Dataset content:

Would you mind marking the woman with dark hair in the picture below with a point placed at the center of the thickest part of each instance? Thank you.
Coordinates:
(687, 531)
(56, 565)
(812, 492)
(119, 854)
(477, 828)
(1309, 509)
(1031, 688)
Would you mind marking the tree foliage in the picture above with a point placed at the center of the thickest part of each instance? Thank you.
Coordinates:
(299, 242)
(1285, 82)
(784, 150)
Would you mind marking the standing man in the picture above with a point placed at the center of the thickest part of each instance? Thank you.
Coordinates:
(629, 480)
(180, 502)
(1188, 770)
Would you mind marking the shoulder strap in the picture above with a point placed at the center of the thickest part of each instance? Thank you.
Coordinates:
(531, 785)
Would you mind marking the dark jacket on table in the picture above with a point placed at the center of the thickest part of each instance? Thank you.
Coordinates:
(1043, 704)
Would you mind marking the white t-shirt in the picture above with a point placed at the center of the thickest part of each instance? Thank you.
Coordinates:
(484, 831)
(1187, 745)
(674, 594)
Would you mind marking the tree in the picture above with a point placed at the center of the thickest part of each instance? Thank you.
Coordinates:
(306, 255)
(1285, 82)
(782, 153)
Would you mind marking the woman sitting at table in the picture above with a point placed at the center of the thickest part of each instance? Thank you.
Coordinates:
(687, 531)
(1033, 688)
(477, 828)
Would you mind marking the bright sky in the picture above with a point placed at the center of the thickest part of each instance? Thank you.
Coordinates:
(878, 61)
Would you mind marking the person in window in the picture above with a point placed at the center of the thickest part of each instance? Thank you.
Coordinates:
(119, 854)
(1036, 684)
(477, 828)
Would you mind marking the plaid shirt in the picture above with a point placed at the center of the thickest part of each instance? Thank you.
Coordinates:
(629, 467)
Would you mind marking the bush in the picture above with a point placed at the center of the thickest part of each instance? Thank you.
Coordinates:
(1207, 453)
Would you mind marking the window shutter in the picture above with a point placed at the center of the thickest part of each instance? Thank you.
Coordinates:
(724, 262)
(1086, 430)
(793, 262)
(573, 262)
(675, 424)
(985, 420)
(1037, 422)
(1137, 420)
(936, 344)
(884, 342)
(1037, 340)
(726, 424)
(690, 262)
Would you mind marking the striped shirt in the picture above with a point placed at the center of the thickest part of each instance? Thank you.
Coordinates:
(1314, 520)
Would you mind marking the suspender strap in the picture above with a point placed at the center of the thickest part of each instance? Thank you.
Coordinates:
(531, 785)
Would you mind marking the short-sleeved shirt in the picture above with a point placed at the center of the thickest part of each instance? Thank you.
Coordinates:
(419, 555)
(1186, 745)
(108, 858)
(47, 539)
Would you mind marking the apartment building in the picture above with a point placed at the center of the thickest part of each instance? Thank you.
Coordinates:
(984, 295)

What needs to be done: For every line above that includes the string "shirt", copy the line.

Written response:
Would you mind marking the white t-shirt in the picture above with a point placed at the center of the thickest part of each instance? Thank you.
Would you mind marking the plaid shirt in the picture above with a point placed at the center of the thickest part of each instance? Thank you.
Would you mind marking the striped shirt in the picture above with a point placed at the center of the thickest part of each instance? Thank you.
Would you mind marking the short-sleeved shirt in the picture above with a point placed at the center of the thickest part of each instance? Thank you.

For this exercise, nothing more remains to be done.